*Problem details*: Your task is to output all the records below, word for word.

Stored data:
----

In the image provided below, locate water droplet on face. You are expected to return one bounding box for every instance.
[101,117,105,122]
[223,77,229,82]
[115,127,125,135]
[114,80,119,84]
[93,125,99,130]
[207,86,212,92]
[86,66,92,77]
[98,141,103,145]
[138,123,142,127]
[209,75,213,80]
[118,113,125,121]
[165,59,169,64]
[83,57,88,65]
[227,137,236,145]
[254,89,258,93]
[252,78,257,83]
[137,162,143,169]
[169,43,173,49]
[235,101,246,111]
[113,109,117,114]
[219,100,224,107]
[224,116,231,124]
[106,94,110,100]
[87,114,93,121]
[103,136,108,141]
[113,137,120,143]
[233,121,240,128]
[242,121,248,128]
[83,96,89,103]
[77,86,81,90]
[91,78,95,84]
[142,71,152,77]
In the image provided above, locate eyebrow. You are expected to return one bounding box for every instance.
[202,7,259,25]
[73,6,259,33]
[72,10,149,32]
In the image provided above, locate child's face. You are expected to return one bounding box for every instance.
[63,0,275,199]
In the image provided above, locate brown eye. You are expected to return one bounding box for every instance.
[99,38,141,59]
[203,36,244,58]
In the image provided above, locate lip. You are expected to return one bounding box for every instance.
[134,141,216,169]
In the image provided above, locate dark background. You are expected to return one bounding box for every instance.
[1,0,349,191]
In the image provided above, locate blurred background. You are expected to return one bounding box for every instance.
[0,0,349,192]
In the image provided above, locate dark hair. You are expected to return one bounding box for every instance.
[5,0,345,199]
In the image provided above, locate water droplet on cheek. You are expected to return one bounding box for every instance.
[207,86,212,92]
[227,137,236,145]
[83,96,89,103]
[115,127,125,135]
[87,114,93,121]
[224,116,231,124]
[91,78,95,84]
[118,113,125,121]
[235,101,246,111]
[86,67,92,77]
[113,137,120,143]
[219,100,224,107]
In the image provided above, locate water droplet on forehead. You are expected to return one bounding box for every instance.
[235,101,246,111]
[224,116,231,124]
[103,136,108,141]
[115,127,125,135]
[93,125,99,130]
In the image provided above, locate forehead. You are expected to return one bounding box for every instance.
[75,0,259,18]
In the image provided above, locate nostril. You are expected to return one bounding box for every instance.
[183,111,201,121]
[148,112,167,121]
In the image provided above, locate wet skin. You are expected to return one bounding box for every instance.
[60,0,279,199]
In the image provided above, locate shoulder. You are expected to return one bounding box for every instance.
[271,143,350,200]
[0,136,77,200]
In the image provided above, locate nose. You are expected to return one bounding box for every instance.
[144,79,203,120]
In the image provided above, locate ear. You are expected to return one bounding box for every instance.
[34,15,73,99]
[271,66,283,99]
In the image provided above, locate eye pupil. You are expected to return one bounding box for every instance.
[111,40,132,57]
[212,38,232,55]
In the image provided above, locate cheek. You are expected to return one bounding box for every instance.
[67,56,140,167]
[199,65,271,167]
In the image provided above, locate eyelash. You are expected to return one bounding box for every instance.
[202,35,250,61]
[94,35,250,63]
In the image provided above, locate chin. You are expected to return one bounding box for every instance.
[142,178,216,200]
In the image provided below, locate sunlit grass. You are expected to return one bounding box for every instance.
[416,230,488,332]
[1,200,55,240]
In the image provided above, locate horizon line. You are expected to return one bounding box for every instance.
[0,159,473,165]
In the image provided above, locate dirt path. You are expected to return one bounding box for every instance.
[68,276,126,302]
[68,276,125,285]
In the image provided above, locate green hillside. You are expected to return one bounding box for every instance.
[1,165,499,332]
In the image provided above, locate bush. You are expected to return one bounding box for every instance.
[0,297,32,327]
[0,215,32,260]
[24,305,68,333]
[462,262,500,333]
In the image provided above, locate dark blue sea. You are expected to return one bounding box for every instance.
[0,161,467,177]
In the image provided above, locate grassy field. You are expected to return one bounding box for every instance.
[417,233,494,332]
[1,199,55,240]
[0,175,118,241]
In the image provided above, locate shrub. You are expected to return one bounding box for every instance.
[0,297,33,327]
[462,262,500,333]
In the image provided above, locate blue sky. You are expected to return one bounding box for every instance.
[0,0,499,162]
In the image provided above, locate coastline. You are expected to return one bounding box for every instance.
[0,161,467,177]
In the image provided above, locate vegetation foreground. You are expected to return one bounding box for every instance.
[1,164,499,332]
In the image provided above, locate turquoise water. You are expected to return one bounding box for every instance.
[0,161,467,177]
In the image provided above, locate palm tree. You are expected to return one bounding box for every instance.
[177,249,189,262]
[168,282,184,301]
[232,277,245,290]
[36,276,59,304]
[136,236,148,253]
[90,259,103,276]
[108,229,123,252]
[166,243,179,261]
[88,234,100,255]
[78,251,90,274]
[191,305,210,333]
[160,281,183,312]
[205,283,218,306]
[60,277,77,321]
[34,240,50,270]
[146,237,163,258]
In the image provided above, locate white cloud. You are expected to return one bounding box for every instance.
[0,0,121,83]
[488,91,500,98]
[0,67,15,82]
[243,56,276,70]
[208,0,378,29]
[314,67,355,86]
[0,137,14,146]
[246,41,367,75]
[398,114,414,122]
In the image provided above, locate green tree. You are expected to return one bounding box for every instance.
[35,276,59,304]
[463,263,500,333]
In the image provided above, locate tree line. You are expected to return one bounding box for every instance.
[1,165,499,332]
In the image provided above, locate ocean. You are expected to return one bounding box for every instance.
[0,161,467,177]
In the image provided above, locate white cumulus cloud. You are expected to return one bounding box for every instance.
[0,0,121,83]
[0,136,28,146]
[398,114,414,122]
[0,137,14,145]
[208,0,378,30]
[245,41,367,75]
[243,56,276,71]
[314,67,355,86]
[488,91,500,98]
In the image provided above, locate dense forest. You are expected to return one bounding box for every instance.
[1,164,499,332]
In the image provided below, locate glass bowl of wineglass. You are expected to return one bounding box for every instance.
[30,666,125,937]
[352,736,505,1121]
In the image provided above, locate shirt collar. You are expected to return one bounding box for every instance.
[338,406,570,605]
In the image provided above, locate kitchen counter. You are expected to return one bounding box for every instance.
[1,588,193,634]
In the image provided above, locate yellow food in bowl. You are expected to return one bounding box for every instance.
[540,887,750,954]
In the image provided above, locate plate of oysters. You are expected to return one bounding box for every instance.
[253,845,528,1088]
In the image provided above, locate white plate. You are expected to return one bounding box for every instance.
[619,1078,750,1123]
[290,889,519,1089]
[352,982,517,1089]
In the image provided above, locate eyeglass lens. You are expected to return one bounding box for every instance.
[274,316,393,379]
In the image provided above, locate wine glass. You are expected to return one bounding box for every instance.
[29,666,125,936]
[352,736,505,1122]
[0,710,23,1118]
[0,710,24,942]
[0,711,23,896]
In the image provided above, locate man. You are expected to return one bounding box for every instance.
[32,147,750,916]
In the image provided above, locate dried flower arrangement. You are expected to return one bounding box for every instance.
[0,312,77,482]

----

*Exercise output*:
In the image provided below, locate water droplet on face. You are expected to return one bounding box for every instance.
[101,117,105,122]
[223,77,229,82]
[115,127,125,135]
[114,80,119,84]
[93,125,99,130]
[207,86,212,92]
[86,66,92,77]
[98,141,103,145]
[138,123,142,127]
[209,75,213,80]
[118,113,125,121]
[165,59,169,64]
[83,57,88,65]
[227,137,236,145]
[254,89,258,93]
[252,78,257,83]
[137,162,143,169]
[169,43,173,49]
[235,101,246,111]
[113,109,117,114]
[219,100,224,107]
[224,116,231,124]
[106,94,110,100]
[87,114,93,121]
[103,136,108,141]
[113,137,120,143]
[233,121,240,128]
[242,121,248,128]
[83,96,89,103]
[77,86,81,90]
[91,78,95,84]
[142,71,152,77]
In the image provided above, locate eyebrow. You are expected to return one bounding box for every instance.
[202,7,259,25]
[73,6,259,33]
[72,10,149,32]
In the image provided above, locate child's face. You are expected to return one bounding box for every instance.
[63,0,275,199]
In the image provided above, locate brown eye. You are expected to return one bounding box for every instance.
[99,38,141,59]
[203,36,244,58]
In the image provided above, locate lip. You are expected to return one bounding box for every instance.
[134,141,216,169]
In the image provided above, locate dark background. You are expected to return one bounding box for every instance.
[1,0,349,191]
In the image provided above, locate blurred background. You are expected to return one bounding box for every instance.
[0,0,349,192]
In the image provided above, locate dark hair. You are expected to return one bounding box for every instance.
[5,0,345,199]
In the image provided above, locate water droplet on cheek. You are expected to return one bounding box for every instance.
[207,86,212,92]
[227,137,236,145]
[83,96,89,103]
[115,127,125,135]
[87,114,93,121]
[224,116,231,124]
[91,78,95,84]
[118,113,125,121]
[235,101,246,111]
[86,67,92,77]
[113,137,120,143]
[219,100,224,107]
In the image provided above, locate water droplet on forehead. You are expected to return one bounding box for every instance.
[235,101,246,111]
[224,116,231,124]
[103,136,108,141]
[115,127,125,135]
[93,125,99,130]
In the image provided above, locate forehead. You are expected to return one bounding box for every instance.
[75,0,259,18]
In the image provided above, locate nostril. You are expected to return one bounding box for every instance.
[183,111,201,121]
[148,112,167,121]
In the image provided above, locate wet skin. You are expected to return one bounding box for every instance.
[60,0,279,199]
In the image provided above, locate shoulder. You are expected to return one bounding box for every instance.
[271,143,350,200]
[0,136,77,200]
In the image provided above, locate nose. You are expected to return one bounding box for every instance.
[144,79,203,120]
In the image provided above, locate ear. You are expected to return one bounding box for every instance.
[34,15,73,99]
[271,66,283,99]
In the image provided above, locate eye pupil. You are expected to return one bounding box for every instance.
[111,40,132,57]
[212,38,232,55]
In the image provided above, locate cheek. You are expected to return one bounding box for every instance.
[67,56,140,167]
[199,65,271,167]
In the image provided above, locate eyelash. You are expected to return one bounding box for every instance.
[202,35,250,61]
[94,35,250,63]
In the image provided above, locate chin. You are expected to return one bounding box for every instance.
[142,178,216,200]
In the image provided below, locate sunlit grass. You are expected to return one bounding box for every instance.
[416,230,488,332]
[1,200,55,240]
In the image provided above, locate horizon line. You are expected to return one bounding box for every instance.
[0,159,473,165]
In the image provided above, locate dirt path. You are expected to return one bounding box for every instance.
[68,276,126,302]
[68,276,125,285]
In the image provided above, locate green hillside. You are expected to return one bounding box for every instance.
[1,165,499,332]
In the image provided above, locate bush. You are expected to return one bounding box for every instance.
[0,297,32,327]
[0,215,32,260]
[24,305,68,333]
[462,262,500,333]
In the image provided above, locate dark blue sea. You are expected to return one bounding box for every instance.
[0,161,467,177]
In the image provided above, locate grassy field. You are expected to return one bounding box for every instance.
[417,233,494,332]
[1,199,55,240]
[0,175,118,241]
In the image provided above, locate shrub. You are expected to return one bounding box for every instance.
[0,297,33,327]
[462,262,500,333]
In the image provided above, locate blue sky. You are expected to return one bounding box for every instance.
[0,0,499,162]
In the image provided above, locate coastline. You are expected to return one bounding box for every instance.
[0,161,467,177]
In the image provided above, locate vegetation foreground. You are expected to return one bounding box for every instance.
[1,164,499,332]
In the image provided above, locate turquoise water. You are expected to return one bounding box for every instance.
[0,161,467,177]
In the image provided above, locate palm tree. You are expected to return one bounding box for every instance.
[177,249,189,262]
[168,282,184,301]
[232,277,245,290]
[36,276,59,304]
[136,236,148,253]
[90,259,103,276]
[108,229,123,252]
[166,243,179,261]
[88,234,100,255]
[78,251,90,274]
[191,305,210,333]
[160,281,183,312]
[205,283,218,306]
[60,277,77,321]
[34,240,50,270]
[146,237,163,258]
In the image provided above, locate white cloud. You are expected to return one bounding box for every instance.
[0,0,121,83]
[488,91,500,98]
[0,67,15,82]
[243,56,276,70]
[208,0,378,29]
[314,67,355,86]
[0,137,14,146]
[246,41,367,75]
[398,114,414,122]
In the image provided above, locate green tree. You are expected to return one bounding box for every instance.
[35,276,59,304]
[463,263,500,333]
In the image provided above, locate tree line. You are expected to return one bounding box for every instance.
[1,165,499,332]
In the image provided above, locate ocean. You are expected to return one bounding box for every instance.
[0,161,467,177]
In the image provided above, locate white cumulus cloud. You are expected to return one bounding box for every instance.
[0,0,121,83]
[0,136,28,146]
[398,114,414,122]
[0,137,14,145]
[208,0,378,30]
[245,41,367,75]
[243,56,276,71]
[314,67,355,86]
[488,91,500,98]
In the image provided above, locate dense forest. You are expected to return one bounding box for every instance.
[1,164,499,332]
In the image provided below, locate glass bowl of wineglass. You are expected to return one bounding box for every instance.
[30,666,125,937]
[352,736,505,1121]
In the image provided above, locate shirt collar. You are expected to return one bounding box for every instance.
[338,406,570,605]
In the image provided above, locate kitchen counter. You are expected to return one bounding box for every instance.
[1,588,193,634]
In the image provided above, locate yellow food in bowl. You are expected to return one bounding box for every instance.
[540,887,750,954]
In the image provided above, locate plate of oysters. You are expected to return one bounding box for every instance.
[253,845,528,1088]
In the image provided above, locate white plate. You are expected to return one bounding box for every instance.
[619,1078,750,1123]
[290,889,519,1089]
[352,982,517,1089]
In the image provided above, locate eyeglass lens. You are expected to return one bounding box for every instance.
[274,316,393,379]
In the image provided above, locate wine glass. You are expected to return one bounding box for every instance.
[29,666,125,936]
[352,736,505,1122]
[0,710,23,1118]
[0,710,24,942]
[0,711,23,896]
In the image provided above, locate man. You are expected to return one bounding box for every instance.
[32,147,750,916]
In the image provided above, locate dried flower arrangement. You are expected to return one bounding box for every instance.
[0,312,77,482]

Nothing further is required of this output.